# START OF EXCERPT PROVIDED
At ZF, AMPEG Security Lighthouse is a reliable instrument to test the security level of the entire company. At the same time, the system has proven to be an interactive platform for transmitting the respectively-applicable requirements of IT security. In addition, the individual security teams use this tool as a basis for planning their work and measuring their success.
ZF is a global leader in driveline and chassis technology as well as active and passive safety technology. In 2015, ZF acquired the US-American company TRW Automotive and integrated it into the group as the “Active & Passive Safety Technology Division”. With its headquarters in Friedrichshafen at Lake Constance, ZF is one of the biggest automotive suppliers worldwide. With its approx. 135,000 employees at around 230 sites, it is represented in approx. 40 countries.
Together with the newly integrated devices of TRW, ZF’s worldwide IT infrastructure has approx. 80,000 terminals and 10,000 servers. About 90% of the server landscape is virtualised, but the clients are conventional hardware. Like many other companies with industrial manufacturing, ZF has many production lines with IT components which have been used for many years. They too have to be maintained and looked after by IT Security because the systems as a whole are far from reaching their planned life expectancy.
Efficient check of central standards
The company’s entire IT is centrally controlled from Germany. The requirements developed at the headquarters are applicable on a global level and are communicated to the employees in a fair and co-operative manner. The employees should understand and accept the guidelines and standards and act as partners of the IT management when it comes to implementation.
# END OF EXCERPT PROVIDED
# START OF PROVIDED INFORMATION
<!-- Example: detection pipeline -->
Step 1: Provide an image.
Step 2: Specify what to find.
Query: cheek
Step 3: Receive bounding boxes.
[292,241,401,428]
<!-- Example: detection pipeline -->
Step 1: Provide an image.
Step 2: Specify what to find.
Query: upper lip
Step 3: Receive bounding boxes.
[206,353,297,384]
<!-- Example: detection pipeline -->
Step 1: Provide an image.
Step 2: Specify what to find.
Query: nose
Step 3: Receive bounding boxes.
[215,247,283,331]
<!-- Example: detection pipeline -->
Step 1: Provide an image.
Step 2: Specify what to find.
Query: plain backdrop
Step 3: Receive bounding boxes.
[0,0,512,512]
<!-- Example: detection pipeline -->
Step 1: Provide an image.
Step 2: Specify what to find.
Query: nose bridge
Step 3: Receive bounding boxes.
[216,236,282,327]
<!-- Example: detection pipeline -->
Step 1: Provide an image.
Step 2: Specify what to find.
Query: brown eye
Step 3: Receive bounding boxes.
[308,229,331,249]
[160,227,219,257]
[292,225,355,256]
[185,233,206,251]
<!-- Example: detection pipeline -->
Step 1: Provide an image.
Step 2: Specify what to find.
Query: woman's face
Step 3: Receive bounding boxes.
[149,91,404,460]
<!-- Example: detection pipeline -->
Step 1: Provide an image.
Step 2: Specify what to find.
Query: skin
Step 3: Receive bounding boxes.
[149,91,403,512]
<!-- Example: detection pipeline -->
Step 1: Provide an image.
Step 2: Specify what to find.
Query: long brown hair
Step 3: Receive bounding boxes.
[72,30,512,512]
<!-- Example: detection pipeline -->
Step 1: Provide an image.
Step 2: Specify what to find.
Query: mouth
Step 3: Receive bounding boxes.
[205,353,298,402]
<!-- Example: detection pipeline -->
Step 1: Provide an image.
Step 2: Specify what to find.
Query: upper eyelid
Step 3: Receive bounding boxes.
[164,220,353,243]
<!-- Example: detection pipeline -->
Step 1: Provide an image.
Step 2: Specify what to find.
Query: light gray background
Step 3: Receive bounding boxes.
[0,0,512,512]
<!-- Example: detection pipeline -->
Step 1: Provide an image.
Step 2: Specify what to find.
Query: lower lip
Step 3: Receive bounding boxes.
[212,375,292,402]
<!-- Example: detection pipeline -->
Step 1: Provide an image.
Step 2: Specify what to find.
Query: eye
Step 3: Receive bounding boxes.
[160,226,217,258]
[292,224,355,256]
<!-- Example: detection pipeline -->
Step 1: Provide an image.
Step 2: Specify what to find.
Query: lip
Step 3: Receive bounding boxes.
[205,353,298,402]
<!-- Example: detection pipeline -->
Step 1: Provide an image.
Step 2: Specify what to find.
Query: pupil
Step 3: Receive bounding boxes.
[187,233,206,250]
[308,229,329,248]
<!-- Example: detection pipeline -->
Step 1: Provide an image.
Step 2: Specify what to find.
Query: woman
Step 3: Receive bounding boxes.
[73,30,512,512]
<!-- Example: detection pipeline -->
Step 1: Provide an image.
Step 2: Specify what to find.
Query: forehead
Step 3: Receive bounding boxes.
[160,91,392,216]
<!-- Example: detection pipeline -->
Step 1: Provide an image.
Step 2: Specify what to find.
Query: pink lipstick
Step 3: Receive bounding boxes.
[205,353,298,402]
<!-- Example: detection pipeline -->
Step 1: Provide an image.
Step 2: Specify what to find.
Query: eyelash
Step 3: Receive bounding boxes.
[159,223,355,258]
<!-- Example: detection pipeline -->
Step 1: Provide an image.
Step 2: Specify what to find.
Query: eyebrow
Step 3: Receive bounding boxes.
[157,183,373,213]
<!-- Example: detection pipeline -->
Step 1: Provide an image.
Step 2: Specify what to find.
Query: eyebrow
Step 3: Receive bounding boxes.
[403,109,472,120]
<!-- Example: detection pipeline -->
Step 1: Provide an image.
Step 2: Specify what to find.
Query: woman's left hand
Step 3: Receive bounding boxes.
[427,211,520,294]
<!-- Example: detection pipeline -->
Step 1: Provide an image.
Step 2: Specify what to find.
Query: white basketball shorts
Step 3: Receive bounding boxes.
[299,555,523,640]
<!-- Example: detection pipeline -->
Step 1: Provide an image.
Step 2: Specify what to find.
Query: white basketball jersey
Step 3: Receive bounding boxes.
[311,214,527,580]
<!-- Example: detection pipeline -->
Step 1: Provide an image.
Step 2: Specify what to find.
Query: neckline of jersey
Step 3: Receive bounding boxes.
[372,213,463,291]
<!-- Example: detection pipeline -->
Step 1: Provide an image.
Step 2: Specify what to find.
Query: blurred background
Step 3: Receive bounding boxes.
# END OF PROVIDED INFORMATION
Continue the case study on ZF's IT security from where it stops.

Information security is also centrally organised and operated from Friedrichshafen. The group coordinator for IT security exercises superordinate control. On an organisational level, ZF has incorporated the Security Division into the productive IT. “The advantage of this model is that IT Security is directly involved in the IT project planning,” Michael Schrank, Head of IT Security at ZF, explains. “For this reason, IT and IT Security act in concert. Their decisions are received with the necessary attention, and they are truly implemented on a global level.” For Schrank, the clear, simply structured organisation offers a true increase in security. “If we have to take measures at short notice because of imminent danger, we can do this quickly and without much delay. Companies with e.g. several CISOs for various units in the organisation need much longer for these processes.”
In 2014, ZF started to search for a tool which offers a reliable overview of the current IT security status of all IT components in the global network. The group experts saw considerable need for improvements in this area: “We tried to determine the overall status manually using the various consoles of the system and security management tools,” Schrank explains, “but this proved to be too complex and time-consuming. And we were unhappy with the quality of the results.”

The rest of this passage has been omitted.